DATASET ENTRIES ::
------------------------------
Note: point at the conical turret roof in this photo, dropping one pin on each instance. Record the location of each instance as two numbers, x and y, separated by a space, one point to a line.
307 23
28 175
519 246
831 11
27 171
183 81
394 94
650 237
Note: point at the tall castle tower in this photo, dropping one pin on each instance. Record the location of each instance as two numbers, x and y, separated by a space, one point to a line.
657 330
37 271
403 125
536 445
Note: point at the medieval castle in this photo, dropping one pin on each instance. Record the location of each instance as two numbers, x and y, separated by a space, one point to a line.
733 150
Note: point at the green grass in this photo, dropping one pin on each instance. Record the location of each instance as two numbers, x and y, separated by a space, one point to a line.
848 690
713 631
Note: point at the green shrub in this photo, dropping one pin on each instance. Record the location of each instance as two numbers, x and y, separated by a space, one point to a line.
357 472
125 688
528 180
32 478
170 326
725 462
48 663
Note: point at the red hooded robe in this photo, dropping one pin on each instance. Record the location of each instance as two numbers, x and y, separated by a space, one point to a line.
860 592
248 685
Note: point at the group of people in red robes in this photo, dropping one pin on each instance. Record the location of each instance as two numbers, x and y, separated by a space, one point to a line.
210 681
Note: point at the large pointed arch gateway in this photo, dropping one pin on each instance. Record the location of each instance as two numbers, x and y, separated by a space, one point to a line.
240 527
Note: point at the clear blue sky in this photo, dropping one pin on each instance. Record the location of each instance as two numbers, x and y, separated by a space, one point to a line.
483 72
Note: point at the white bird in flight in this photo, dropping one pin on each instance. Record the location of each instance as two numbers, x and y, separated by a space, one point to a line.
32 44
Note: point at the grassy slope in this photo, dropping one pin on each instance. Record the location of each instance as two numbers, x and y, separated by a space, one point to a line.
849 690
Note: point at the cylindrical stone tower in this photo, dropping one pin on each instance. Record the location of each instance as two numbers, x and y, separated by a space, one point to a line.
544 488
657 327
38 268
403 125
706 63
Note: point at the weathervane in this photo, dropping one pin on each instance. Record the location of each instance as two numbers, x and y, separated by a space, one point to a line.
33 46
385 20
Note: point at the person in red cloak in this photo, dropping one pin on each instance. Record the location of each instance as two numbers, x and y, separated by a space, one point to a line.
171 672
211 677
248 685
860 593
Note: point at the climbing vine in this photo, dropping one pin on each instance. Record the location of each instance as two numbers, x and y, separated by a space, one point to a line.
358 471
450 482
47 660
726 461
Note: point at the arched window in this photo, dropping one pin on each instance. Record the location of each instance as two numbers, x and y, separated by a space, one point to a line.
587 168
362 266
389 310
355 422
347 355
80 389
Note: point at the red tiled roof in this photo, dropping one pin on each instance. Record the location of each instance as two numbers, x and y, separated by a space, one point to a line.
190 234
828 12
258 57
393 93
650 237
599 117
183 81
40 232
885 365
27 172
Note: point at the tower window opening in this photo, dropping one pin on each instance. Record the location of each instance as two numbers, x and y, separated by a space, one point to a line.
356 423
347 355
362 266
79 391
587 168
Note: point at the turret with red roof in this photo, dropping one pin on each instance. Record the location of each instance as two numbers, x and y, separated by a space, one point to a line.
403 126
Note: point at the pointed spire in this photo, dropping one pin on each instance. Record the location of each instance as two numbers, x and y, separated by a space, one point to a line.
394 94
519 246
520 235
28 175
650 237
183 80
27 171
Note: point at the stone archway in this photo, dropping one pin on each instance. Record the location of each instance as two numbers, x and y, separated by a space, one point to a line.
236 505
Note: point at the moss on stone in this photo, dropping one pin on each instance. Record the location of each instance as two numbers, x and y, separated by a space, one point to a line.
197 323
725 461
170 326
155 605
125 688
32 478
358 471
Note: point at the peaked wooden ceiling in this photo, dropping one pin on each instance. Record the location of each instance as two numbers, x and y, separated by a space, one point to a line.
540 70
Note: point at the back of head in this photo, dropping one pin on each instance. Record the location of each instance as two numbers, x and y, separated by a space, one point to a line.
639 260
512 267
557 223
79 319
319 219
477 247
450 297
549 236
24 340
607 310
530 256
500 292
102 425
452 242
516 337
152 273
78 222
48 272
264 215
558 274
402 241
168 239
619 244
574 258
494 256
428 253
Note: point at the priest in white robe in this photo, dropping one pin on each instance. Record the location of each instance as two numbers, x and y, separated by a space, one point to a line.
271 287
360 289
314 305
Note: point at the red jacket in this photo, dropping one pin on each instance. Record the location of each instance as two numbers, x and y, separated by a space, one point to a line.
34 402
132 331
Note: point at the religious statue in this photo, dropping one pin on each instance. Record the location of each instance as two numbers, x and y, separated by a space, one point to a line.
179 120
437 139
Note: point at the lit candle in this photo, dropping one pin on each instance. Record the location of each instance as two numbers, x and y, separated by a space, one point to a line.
------------------------------
Transcribe, word for word, every line from the one containing "Note: point at the red jacket" through the final line of the entries, and nothing else.

THE REPLY ::
Note: point at the red jacket in this photo, dropping one pin on each instance. Record the location of each instance as two numbers, x and y, separated by a space, one point to a line.
34 402
132 331
Note: point at the religious statue in this photo, dropping one pin on each instance. Record the location of each instance as two numbers, x and y, separated by a space, one point to a line.
179 120
437 139
Note: point at the lit candle in this photo, dropping one pin on each instance. Record the location of each instance as two numbers, x and y, separated by a space, one point to a line.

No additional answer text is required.